[EXERCISE OBJECTIVE]
Scan the lines below for the string "above" and copy every one that has it.

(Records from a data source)
+++
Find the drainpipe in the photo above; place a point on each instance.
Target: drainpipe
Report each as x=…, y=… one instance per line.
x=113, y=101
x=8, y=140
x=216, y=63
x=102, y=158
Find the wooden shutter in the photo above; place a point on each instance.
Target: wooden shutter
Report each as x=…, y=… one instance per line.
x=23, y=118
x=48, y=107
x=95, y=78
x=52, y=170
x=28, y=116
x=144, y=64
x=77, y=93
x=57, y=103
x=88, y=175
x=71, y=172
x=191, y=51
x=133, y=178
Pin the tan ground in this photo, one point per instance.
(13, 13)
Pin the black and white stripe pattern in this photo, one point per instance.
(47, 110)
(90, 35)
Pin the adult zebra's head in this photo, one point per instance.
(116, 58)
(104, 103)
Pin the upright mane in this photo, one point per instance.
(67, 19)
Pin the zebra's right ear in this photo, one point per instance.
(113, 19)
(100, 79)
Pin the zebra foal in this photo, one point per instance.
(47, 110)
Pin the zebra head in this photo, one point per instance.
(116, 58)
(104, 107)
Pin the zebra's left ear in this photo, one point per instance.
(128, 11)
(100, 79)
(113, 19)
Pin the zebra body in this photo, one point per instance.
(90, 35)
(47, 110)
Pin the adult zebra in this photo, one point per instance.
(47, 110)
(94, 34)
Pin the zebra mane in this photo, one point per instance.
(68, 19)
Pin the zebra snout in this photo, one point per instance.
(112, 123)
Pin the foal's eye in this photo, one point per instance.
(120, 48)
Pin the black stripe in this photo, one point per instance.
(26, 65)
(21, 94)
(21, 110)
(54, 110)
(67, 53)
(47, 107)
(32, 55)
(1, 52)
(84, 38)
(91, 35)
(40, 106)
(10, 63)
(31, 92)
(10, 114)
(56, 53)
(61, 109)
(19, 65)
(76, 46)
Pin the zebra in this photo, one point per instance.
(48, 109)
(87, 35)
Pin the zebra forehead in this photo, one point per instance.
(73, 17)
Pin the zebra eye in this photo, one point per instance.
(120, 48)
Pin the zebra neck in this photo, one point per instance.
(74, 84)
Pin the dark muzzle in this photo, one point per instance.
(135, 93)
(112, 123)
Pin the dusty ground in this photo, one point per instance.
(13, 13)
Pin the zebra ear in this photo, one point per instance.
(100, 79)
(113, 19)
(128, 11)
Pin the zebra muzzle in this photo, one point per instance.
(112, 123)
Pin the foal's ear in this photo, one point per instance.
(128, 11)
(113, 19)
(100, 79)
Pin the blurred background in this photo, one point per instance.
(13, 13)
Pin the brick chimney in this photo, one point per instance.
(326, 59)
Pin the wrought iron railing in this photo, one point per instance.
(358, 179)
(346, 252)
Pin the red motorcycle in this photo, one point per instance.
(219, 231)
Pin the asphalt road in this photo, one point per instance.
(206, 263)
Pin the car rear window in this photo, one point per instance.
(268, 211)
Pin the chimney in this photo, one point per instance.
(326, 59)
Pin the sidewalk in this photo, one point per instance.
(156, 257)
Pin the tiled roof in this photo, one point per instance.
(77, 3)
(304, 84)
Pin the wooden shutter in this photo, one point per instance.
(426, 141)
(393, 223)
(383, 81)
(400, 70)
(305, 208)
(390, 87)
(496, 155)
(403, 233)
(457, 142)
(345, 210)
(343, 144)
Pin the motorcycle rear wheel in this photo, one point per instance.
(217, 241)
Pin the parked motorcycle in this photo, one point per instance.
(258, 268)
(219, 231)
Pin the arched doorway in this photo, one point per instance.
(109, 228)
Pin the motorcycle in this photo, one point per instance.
+++
[RESPONSE TO THIS TASK]
Find the drainpipe in the photo above; place a point on each instance.
Find the wooden shutter in the photo above; place a point on each instance.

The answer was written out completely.